EXERCISE AIM:
What are the lines, word for word, from the line with "TARGET: windshield wiper" up to and including the line with "TARGET: sand ripple" in the records below? Omit the pictures.

(Region pointing data)
________

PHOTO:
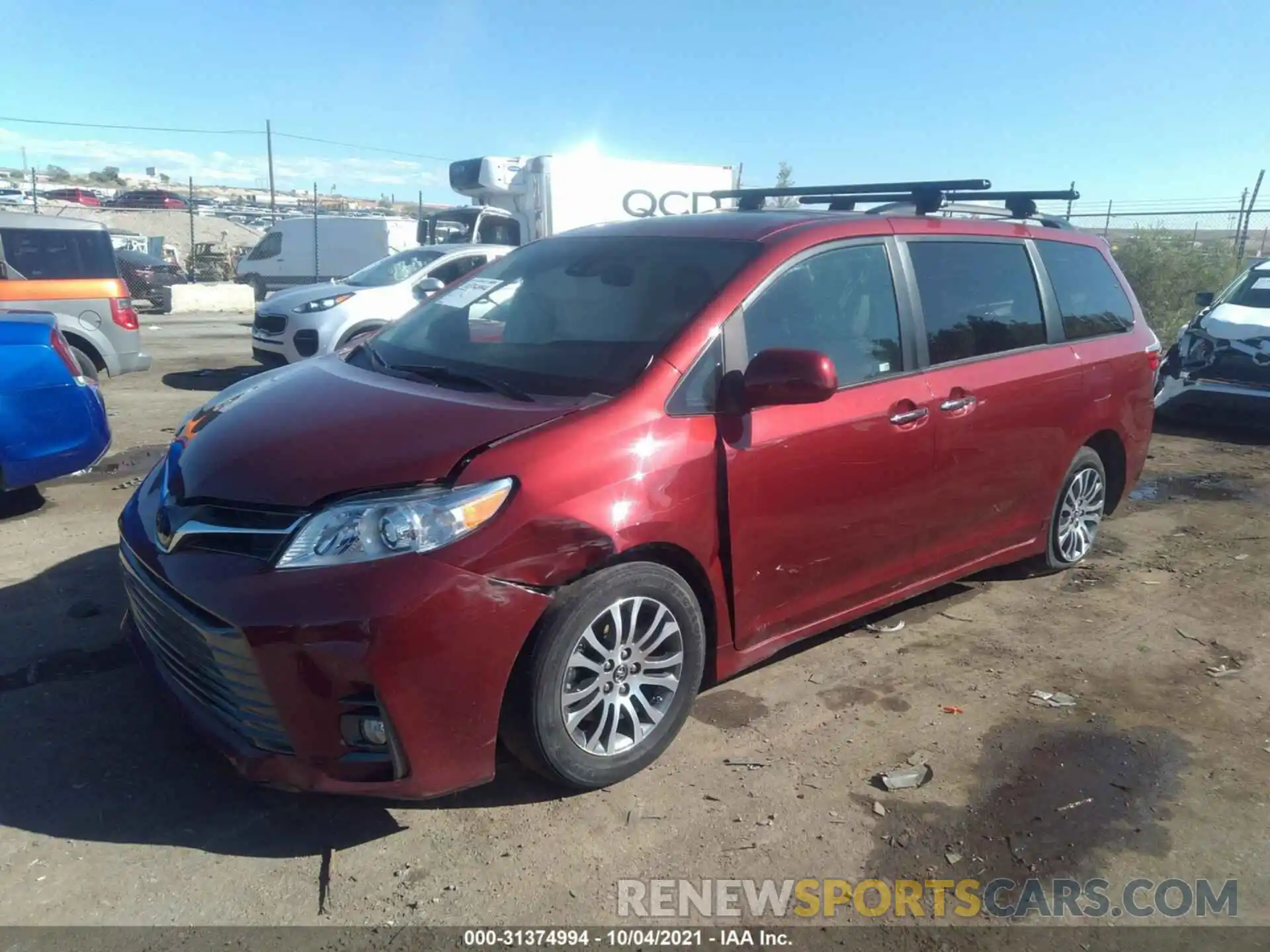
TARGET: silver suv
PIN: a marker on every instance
(67, 267)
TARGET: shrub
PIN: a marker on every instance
(1165, 270)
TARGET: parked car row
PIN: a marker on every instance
(1221, 364)
(559, 493)
(67, 267)
(52, 418)
(318, 319)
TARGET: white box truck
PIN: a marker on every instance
(516, 201)
(287, 255)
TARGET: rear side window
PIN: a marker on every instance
(46, 254)
(978, 299)
(1089, 295)
(270, 247)
(840, 302)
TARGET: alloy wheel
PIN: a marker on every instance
(622, 676)
(1081, 513)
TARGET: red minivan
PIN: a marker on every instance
(694, 441)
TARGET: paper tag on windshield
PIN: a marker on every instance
(469, 291)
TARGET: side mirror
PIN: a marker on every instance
(427, 287)
(783, 376)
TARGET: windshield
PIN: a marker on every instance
(452, 226)
(393, 270)
(568, 317)
(1253, 291)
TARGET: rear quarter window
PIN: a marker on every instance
(978, 299)
(1089, 295)
(48, 254)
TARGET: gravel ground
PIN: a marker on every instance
(113, 813)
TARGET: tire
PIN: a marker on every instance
(87, 367)
(535, 727)
(1086, 488)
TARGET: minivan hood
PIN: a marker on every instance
(284, 301)
(310, 430)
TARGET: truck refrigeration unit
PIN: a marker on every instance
(516, 201)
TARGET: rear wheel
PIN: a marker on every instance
(1079, 512)
(611, 680)
(87, 367)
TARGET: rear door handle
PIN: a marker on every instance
(910, 416)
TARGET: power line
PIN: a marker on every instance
(132, 128)
(225, 132)
(367, 149)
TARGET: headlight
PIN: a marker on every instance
(378, 527)
(321, 305)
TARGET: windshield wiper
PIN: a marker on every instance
(437, 374)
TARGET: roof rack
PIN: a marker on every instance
(922, 197)
(749, 200)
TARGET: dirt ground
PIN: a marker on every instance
(113, 813)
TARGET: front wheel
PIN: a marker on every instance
(611, 680)
(1079, 512)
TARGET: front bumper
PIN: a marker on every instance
(1235, 403)
(286, 654)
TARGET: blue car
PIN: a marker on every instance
(52, 420)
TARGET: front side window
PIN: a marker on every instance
(568, 317)
(978, 299)
(393, 270)
(1089, 295)
(1251, 291)
(452, 270)
(270, 247)
(841, 303)
(454, 226)
(44, 254)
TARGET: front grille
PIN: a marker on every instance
(206, 660)
(271, 323)
(1236, 367)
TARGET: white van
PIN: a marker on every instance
(287, 257)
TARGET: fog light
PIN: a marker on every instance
(374, 731)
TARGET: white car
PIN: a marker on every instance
(318, 319)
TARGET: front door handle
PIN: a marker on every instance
(910, 416)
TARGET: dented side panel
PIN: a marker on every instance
(597, 488)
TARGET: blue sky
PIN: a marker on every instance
(1134, 100)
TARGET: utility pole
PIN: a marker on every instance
(1248, 220)
(317, 270)
(190, 267)
(269, 145)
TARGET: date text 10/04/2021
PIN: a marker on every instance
(625, 938)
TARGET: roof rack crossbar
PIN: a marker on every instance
(753, 198)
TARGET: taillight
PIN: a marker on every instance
(124, 314)
(64, 350)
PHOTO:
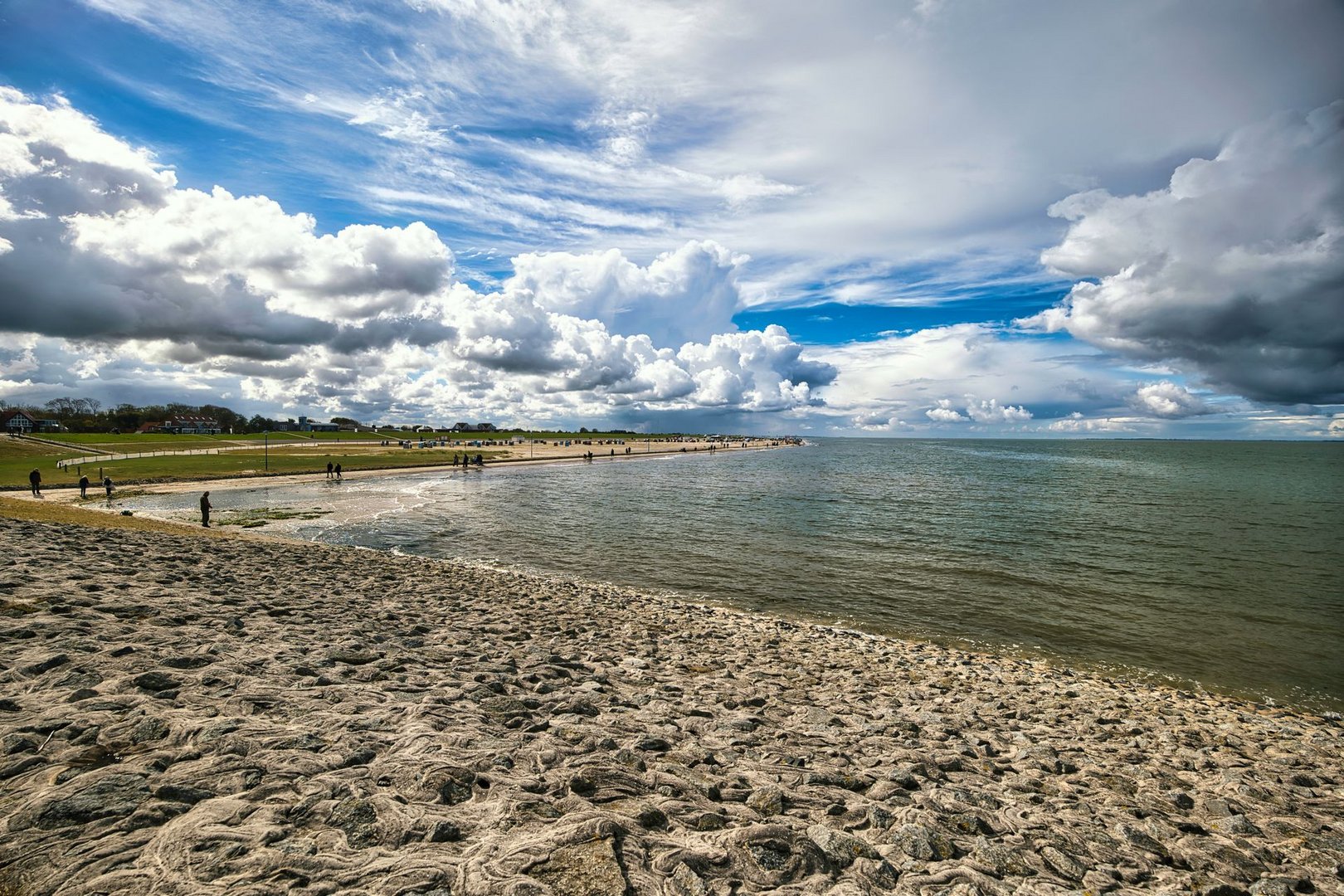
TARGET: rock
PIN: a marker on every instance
(113, 796)
(650, 818)
(923, 844)
(1235, 825)
(149, 728)
(1064, 864)
(444, 832)
(1001, 860)
(353, 657)
(358, 818)
(183, 794)
(21, 766)
(767, 801)
(1220, 889)
(1142, 841)
(969, 822)
(1181, 800)
(190, 661)
(583, 869)
(46, 665)
(839, 846)
(155, 681)
(683, 881)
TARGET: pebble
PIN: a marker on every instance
(387, 724)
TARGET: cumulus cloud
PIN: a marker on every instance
(1235, 269)
(1168, 401)
(683, 296)
(990, 411)
(986, 411)
(119, 275)
(1079, 423)
(944, 412)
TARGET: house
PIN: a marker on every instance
(17, 422)
(184, 426)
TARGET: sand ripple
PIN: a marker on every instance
(182, 715)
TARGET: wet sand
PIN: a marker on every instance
(191, 712)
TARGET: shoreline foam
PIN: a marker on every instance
(242, 715)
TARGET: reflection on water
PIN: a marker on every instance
(1198, 561)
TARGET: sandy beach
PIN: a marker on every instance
(191, 712)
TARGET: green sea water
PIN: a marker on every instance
(1200, 563)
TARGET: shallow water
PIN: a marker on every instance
(1200, 562)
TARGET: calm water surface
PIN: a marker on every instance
(1210, 562)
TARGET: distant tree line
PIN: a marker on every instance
(88, 416)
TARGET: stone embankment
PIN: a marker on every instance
(183, 715)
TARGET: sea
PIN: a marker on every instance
(1207, 566)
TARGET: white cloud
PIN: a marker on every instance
(944, 412)
(1077, 423)
(990, 411)
(682, 296)
(1170, 401)
(1231, 270)
(914, 130)
(155, 288)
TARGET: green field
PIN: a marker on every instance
(21, 455)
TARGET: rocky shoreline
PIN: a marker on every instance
(223, 715)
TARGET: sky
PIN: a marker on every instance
(928, 218)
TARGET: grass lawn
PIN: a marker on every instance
(19, 455)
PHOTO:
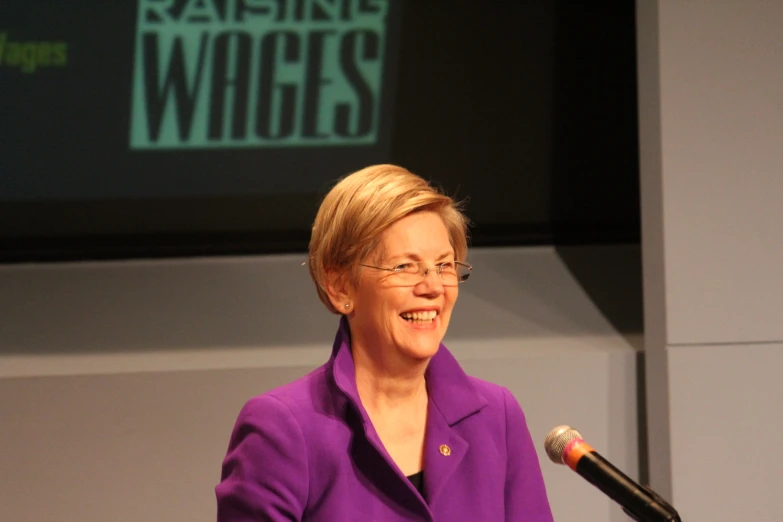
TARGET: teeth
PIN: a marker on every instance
(427, 316)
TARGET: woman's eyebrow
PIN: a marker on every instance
(416, 257)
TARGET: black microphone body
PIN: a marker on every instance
(564, 445)
(640, 503)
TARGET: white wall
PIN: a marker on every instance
(711, 116)
(120, 382)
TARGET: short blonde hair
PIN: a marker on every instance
(361, 206)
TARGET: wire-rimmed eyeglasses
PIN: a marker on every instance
(451, 273)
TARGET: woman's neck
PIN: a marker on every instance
(389, 385)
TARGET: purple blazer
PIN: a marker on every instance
(308, 451)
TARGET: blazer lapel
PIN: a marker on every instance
(444, 450)
(452, 399)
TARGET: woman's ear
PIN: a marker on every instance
(339, 289)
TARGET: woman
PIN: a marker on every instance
(390, 428)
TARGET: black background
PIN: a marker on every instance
(525, 108)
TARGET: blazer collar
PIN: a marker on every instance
(449, 388)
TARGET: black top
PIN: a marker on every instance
(417, 479)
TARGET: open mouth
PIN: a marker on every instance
(426, 317)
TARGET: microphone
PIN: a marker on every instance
(564, 445)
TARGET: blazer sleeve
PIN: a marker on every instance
(265, 473)
(525, 494)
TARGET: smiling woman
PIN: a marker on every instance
(390, 428)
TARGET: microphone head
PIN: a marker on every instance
(557, 440)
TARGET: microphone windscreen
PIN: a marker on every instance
(557, 440)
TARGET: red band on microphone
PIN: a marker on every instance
(574, 451)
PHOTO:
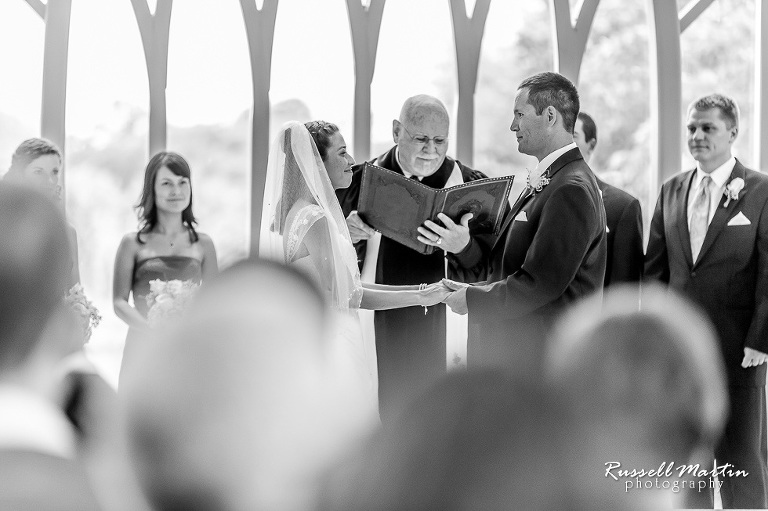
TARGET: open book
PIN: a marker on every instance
(396, 206)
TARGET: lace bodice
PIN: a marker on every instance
(300, 232)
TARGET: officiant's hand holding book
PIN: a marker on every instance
(410, 212)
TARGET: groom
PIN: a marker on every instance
(551, 249)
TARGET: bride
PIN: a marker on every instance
(303, 226)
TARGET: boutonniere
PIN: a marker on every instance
(539, 183)
(732, 190)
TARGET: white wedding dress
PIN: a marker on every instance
(302, 226)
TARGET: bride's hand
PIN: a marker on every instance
(434, 294)
(453, 285)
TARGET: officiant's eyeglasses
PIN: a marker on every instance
(423, 139)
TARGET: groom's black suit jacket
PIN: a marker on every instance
(551, 251)
(730, 278)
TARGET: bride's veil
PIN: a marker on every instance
(298, 193)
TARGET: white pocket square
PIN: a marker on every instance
(739, 219)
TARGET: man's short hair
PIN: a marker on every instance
(729, 110)
(553, 89)
(588, 127)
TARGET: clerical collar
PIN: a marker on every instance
(554, 155)
(719, 176)
(402, 167)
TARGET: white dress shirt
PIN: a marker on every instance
(717, 186)
(549, 160)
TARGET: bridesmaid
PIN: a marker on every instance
(38, 162)
(166, 246)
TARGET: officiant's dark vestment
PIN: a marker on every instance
(729, 280)
(624, 229)
(410, 346)
(551, 252)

________

EXERCISE SOLUTION:
TARGET: windshield wiper
PIN: a marker on every instance
(437, 374)
TARGET: roof rack
PIN: a marker on every instance
(922, 197)
(749, 200)
TARGET: dirt ground
PIN: a marker on every instance
(113, 813)
TARGET: front wheel
PIN: a marker on every instance
(611, 680)
(1079, 512)
TARGET: front bumper
PIN: a marker on every instance
(1235, 403)
(286, 654)
TARGET: blue car
PIN: a marker on every instance
(52, 420)
TARGET: front side window
PIN: a marker on every instance
(568, 317)
(978, 299)
(393, 270)
(1089, 295)
(1251, 291)
(452, 270)
(270, 247)
(841, 303)
(454, 226)
(44, 254)
TARGET: front grille
PIN: a marker on every instance
(206, 660)
(271, 323)
(1236, 367)
TARGET: white van
PIN: a marker on every instance
(287, 257)
TARGET: fog light
PIN: a marker on every instance
(374, 731)
TARGET: white car
PIN: a marker on every instance
(318, 319)
TARGET: front door handle
PIN: a marker on every instance
(910, 416)
TARGET: dented side panel
PIN: a marker on every instance
(597, 488)
TARGET: blue sky
PIN: a marker on every instance
(1134, 100)
TARGET: utility pole
PIN: a marker on every instance
(1248, 220)
(317, 270)
(190, 267)
(269, 145)
TARGET: date text 10/04/2021
PIN: a marker on every instance
(625, 938)
TARGET: roof rack crossbar
PIN: a marker on every instance
(753, 198)
TARGET: taillight
PIN: a marker on every instance
(124, 314)
(64, 350)
PHOTO:
TARGET: rock
PIN: a marker on every instance
(113, 796)
(650, 818)
(923, 844)
(1235, 825)
(149, 728)
(1064, 864)
(444, 832)
(1001, 860)
(353, 657)
(358, 818)
(183, 794)
(21, 766)
(767, 801)
(1220, 889)
(1142, 841)
(969, 822)
(1181, 800)
(190, 661)
(583, 869)
(46, 665)
(839, 846)
(155, 681)
(683, 881)
TARGET: pebble
PIN: a marker on every instance
(387, 724)
TARGET: cumulus cloud
PIN: a marker on every instance
(1235, 269)
(1168, 401)
(683, 296)
(990, 411)
(986, 411)
(119, 275)
(1079, 423)
(944, 412)
TARGET: house
PIN: a marker on every instance
(17, 422)
(184, 426)
TARGET: sand ripple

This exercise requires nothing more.